*** Opening of Extract provided ***

The new National Litter and Flytipping strategy has the potential to have a range of effects on Scottish biodiversity flora and fauna by preventing or limiting waste materials entering and affecting the environment. The assessment considers the anticipated changes to Scottish biodiversity through the implementation of the proposed actions to prevent litter and flytipping, developed across the four strategy themes: behaviour change; infrastructure and services; enforcement; and data and research.

Although the adverse impacts of litter and flytipping on biodiversity may be similar it is recognised that litter and flytipping are distinct issues with different drivers, so the assessment provides separate appraisals of the actions proposed for the Litter strategy (Table 4-3) and the Flytipping strategy (Table 4-4). The SEA criteria for assessing the effects on biodiversity, flora and fauna are listed at the start of each table. The effects against these criteria are considered against a baseline which is effectively a continuation of the existing National Litter Strategy.

4.3.2 Results

The tables below provide summary assessments of the likely significant environmental effects of implementing proposed actions to prevent litter and flytipping across the four strategy themes, with regard to biodiversity, flora and fauna. Table 4-3 presents the results of the assessment of actions for Litter and Table 4-4 present the findings assessing the actions for the Flytipping.

The key to each assessment score is shown below:

Score Key:

++ Significant positive effect

+ Minor positive effect

0 No overall effect

- Minor negative effect

-- Significant negative effect

? Score uncertain

NB: Where a box contains a “?” but also another Score Key, this indicates uncertainty over whether the effect could be a minor or significant effect although a professional judgement is expressed in the Score Key used. A conclusion of uncertainty arises where there is insufficient evidence for expert judgement to conclude an effect.

Table 4-3 Assessment of Effects of Litter Actions on SEA Criteria for Biodiversity, Flora and Fauna

Litter Strategy

Biodiversity, Flora and Fauna

SEA Criteria:

  • To safeguard terrestrial, marine and coastal ecosystems, including species and habitats, and their interactions.
  • To avoid pollution of the terrestrial, coastal and marine environments.
  • To maintain or work towards good ecological and environmental status.

Behaviour Change – Actions

Overall Score: +/?

Conduct research to understand the full range of influences on littering behaviours across various contexts and audience groups.

Action Score: +/?

Develop a sustained, evidence based, national anti-littering campaign and deliver this consistently and collaboratively across Scotland.

Action Score: +

Commentary:

The actions for behaviour change on littering are expected to provide increased awareness of both the reasons for littering and how these interplay with impacts on biodiversity. However, the effectiveness of research in preventing the harmful impacts of littering on biodiversity are as yet unproven, so the significance of the effects from behaviour change are uncertain.

Public perception of biodiversity in green spaces presupposes a litter free environment[65]. Actions for the development of a national campaign to litter prevention and behaviour change is considered to have beneficial effects, which are likely to raise awareness of the need to safeguard ecosystems, systems and habitats from the effects of littering, avoid pollution, and improve the status of ecosystems and habitats.

Services and Infrastructure – Actions

Overall Score: +

Explore the use of flexible and innovative interventions to support litter prevention and removal.

Action Score: +

Establish an action focused group to encourage collaboration and share best practice between local authorities, national parks and other duty bodies to optimise services

Action Score: ++

Create a national litter hub to provide information and advice to community groups.

*** Close of Extract provided ***
*** Opening of Record excerpts ***

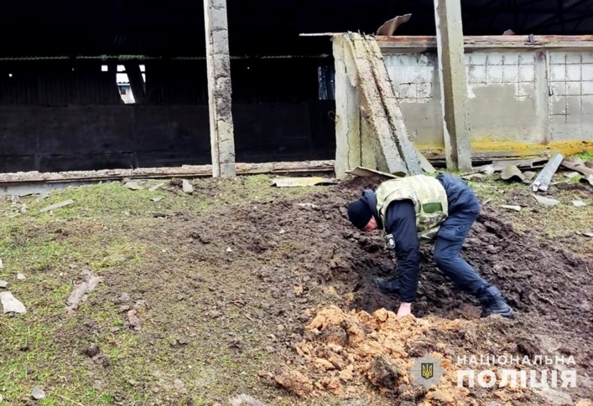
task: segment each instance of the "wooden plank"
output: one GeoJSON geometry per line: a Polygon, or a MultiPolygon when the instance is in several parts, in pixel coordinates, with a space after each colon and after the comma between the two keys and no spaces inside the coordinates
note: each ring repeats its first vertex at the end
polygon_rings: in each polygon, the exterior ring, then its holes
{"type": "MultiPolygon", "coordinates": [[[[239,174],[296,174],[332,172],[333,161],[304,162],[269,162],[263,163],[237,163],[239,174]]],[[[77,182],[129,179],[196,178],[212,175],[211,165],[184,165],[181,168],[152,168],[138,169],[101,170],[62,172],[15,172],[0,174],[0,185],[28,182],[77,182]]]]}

*** Close of Record excerpts ***

◆ Task A
Answer these questions from the assessment extract:
(i) Across which four strategy themes were the proposed actions developed?
(ii) What is the assessment's baseline effectively a continuation of?
(iii) What Action Score does the action to establish an action focused group receive?
◆ Task B
Retype the part of the assessment extract that opens with the words containing "0 No overall" and closes with "conclude an effect.".
The items are separate material, not part of the assessment extract.

◆ Written answer A
(i) Behaviour change; infrastructure and services; enforcement; and data and research.
(ii) The existing National Litter Strategy.
(iii) ++ (significant positive effect).

◆ Written answer B
0 No overall effect

- Minor negative effect

-- Significant negative effect

? Score uncertain

NB: Where a box contains a “?” but also another Score Key, this indicates uncertainty over whether the effect could be a minor or significant effect although a professional judgement is expressed in the Score Key used. A conclusion of uncertainty arises where there is insufficient evidence for expert judgement to conclude an effect.